• Objective:
Rewrite the lines below as a numbered list, omitting any blank lines and leaving out the pictures.

• Material provided:
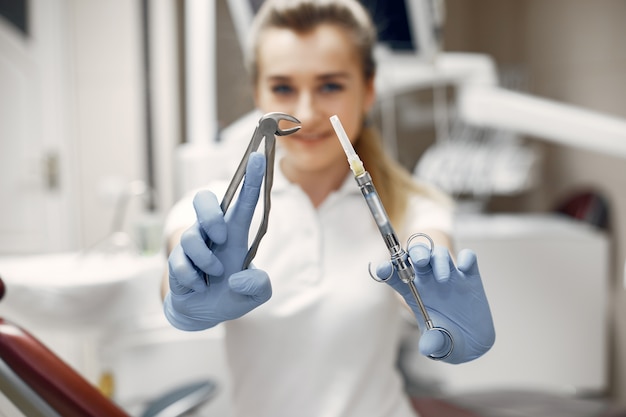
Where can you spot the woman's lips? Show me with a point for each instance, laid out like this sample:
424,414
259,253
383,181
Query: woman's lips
310,137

• Exercise answer:
1. Where can you spot the woman's lips? Show me with a point for each instance, laid out like this sample:
2. 424,414
3. 259,253
4. 383,181
5. Query: woman's lips
6. 310,137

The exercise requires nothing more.